# Texto de lectura

● ● ● ●

Debo reconocer que ha pasado dos días intentando explicarme como, un partido que ha cometido tantos fallos garrafales durante los cuatro años que se ha mantenido en el poder; que ha conseguido enfrentar a los españoles como hace años no ocurría; que ha primado unas autonomías sobre otras para poder seguir gobernando; cuyos dirigentes han utilizado el engaño, la mentira, la ocultación y la traición para intentar vender España a los terroristas y que se ha dedicado a intentar desprestigiar a la oposición antes que ocuparse de gobernar para el pueblo que lo había elegido; ha podido ganar de nuevo unas elecciones en las que ha conseguido revalidar por cuatro años más su mandato. Me preguntaba qué clase de droga se le ha proporcionado al pueblo español para que haya permanecido ciego ante el deterioro de la nación, mudo ante hechos tan espeluznantes como ver al autor de veinticinco asesinatos chantajear al Estado y salir airoso de ello, y sordo ante las protestas de las víctimas del terrorismo cuando salían a la calle a millones reclamando la justicia que tan vilmente se les hurtaba por parte del Gobierno y de la propia Justicia.

● ● ● ●

# Registros

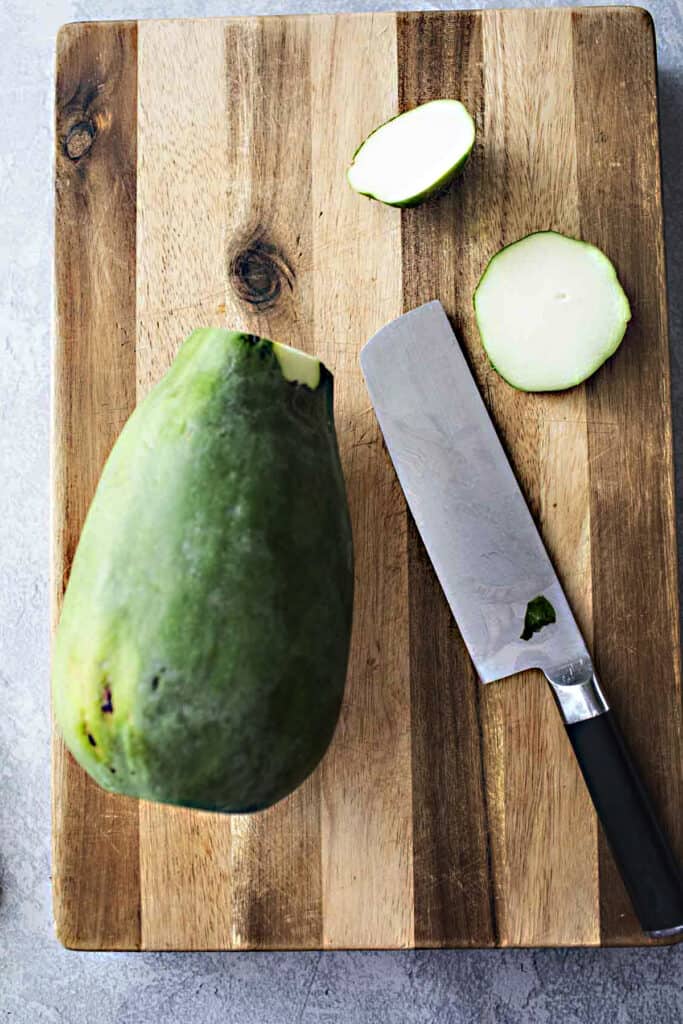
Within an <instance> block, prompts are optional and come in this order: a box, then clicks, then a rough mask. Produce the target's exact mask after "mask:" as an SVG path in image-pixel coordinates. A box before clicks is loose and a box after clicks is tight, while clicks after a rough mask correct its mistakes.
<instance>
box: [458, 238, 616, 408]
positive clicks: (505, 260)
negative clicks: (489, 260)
mask: <svg viewBox="0 0 683 1024" xmlns="http://www.w3.org/2000/svg"><path fill="white" fill-rule="evenodd" d="M474 312H475V315H476V322H477V327H478V328H479V334H480V335H481V341H482V344H483V347H484V349H485V350H486V354H487V356H488V358H489V360H490V362H492V366H493V367H494V369H495V370H497V371H498V373H499V374H500V375H501V377H504V378H505V380H506V381H507V382H508V383H509V384H512V386H513V387H516V388H519V389H520V390H522V391H561V390H563V389H564V388H568V387H573V386H574V385H575V384H581V382H582V381H585V380H586V378H587V377H590V376H591V374H594V373H595V371H596V370H598V369H599V368H600V367H601V366H602V364H603V362H604V361H605V359H608V358H609V356H610V355H612V354H613V353H614V352H615V351H616V349H617V348H618V346H620V344H621V342H622V339H623V338H624V335H625V333H626V328H627V325H628V323H629V321H630V319H631V307H630V305H629V300H628V298H627V296H626V293H625V292H624V289H623V288H622V286H621V284H620V282H618V278H617V276H616V270H615V269H614V266H613V264H612V263H611V262H610V260H609V259H608V258H607V257H606V256H605V254H604V253H603V252H601V251H600V250H599V249H596V247H595V246H592V245H589V243H588V242H581V241H579V240H578V239H570V238H567V237H566V236H564V234H559V233H557V232H556V231H538V232H537V233H535V234H527V236H526V238H523V239H520V240H519V242H514V243H513V244H512V245H509V246H506V248H505V249H502V250H501V251H500V252H499V253H497V255H496V256H494V257H493V259H492V260H490V262H489V263H488V266H487V267H486V269H485V270H484V272H483V275H482V278H481V280H480V281H479V284H478V285H477V287H476V291H475V292H474Z"/></svg>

● ● ● ●

# La tarea
Responde estas preguntas sobre el texto de lectura:
1. ¿Cuántos años se ha mantenido el partido en el poder?
2. ¿De cuántos asesinatos es autor quien, según el texto, chantajeó al Estado?
3. ¿Qué reclamaban las víctimas del terrorismo cuando salían a la calle?
El material no hace falta.

# Solución del ejercicio
1. Cuatro años.
2. De veinticinco asesinatos.
3. La justicia que se les hurtaba por parte del Gobierno y de la propia Justicia.